◆ Tu tarea ◆
Extrae del listado cada línea que contenga la palabra "white". Ten en cuenta las mayúsculas y minúsculas.

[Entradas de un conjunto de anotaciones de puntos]
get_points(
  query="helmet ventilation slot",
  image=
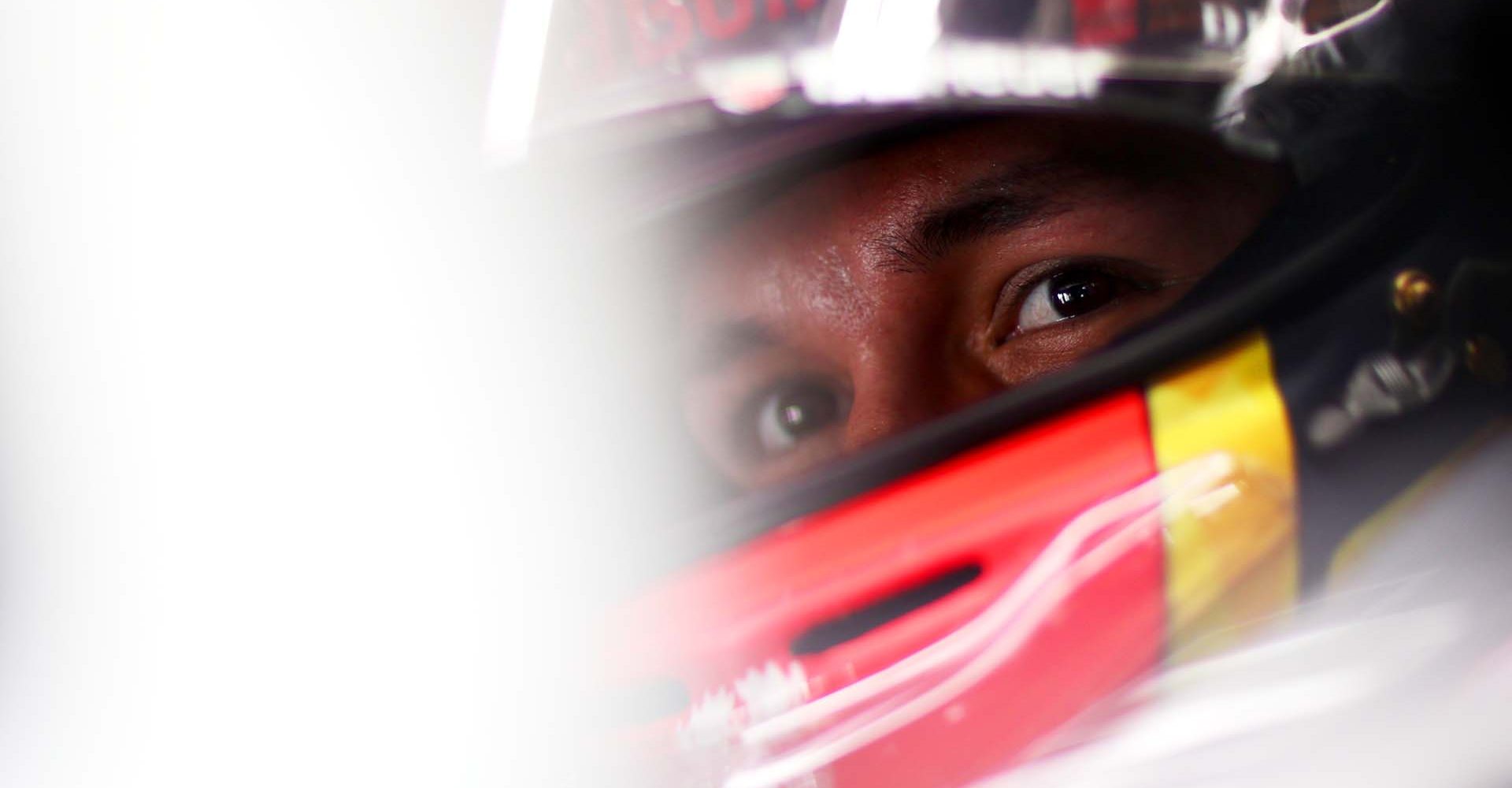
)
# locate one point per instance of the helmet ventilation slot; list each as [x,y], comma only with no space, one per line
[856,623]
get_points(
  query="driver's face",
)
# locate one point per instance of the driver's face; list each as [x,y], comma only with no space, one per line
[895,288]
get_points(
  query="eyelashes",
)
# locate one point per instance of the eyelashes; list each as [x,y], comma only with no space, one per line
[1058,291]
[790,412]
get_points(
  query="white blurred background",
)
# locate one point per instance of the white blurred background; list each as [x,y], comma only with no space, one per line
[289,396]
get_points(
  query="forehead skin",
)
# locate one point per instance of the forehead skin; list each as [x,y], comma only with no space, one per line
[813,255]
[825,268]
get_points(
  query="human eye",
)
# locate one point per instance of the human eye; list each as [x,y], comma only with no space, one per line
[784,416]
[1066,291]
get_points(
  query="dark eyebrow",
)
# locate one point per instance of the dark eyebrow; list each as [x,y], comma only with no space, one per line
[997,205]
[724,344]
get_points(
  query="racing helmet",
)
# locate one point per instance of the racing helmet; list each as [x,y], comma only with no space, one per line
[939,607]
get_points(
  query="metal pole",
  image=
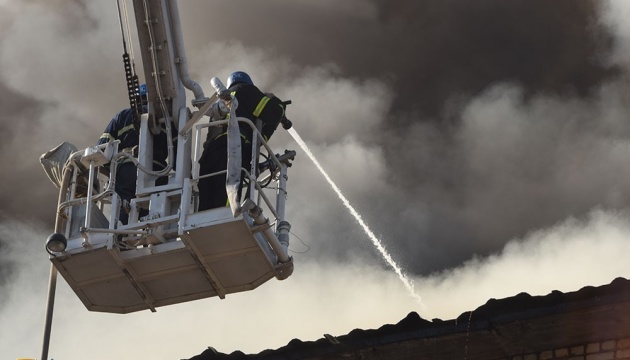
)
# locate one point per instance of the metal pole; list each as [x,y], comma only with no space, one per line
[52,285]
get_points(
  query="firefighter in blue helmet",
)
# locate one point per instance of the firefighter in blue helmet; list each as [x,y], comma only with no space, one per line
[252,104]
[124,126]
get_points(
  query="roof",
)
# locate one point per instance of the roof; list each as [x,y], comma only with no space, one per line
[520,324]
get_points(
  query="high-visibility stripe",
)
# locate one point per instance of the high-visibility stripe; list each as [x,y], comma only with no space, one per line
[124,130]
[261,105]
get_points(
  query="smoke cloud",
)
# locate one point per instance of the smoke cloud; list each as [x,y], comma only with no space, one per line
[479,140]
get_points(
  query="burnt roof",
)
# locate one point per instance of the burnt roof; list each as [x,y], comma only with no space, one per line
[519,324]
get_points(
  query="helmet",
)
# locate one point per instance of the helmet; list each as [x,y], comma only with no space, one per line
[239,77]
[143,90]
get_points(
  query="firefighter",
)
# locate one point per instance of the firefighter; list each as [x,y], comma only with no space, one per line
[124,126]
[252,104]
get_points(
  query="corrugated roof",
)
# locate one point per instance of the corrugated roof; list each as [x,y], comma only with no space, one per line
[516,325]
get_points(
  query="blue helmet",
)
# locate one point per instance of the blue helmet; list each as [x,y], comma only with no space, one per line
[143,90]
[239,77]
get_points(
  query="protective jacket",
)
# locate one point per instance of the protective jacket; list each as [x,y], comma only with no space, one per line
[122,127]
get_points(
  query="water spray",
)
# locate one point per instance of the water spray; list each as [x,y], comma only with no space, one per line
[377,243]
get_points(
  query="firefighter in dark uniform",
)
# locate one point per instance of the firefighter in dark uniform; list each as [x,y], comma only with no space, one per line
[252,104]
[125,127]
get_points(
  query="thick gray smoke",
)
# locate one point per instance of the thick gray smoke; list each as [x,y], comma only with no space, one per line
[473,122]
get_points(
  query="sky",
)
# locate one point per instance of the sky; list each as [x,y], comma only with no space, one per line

◆ Tarea resuelta ◆
  query="white blurred background",
# locate one point per instance of the white blurred background; list each as [x,y], comma only with no space, one per line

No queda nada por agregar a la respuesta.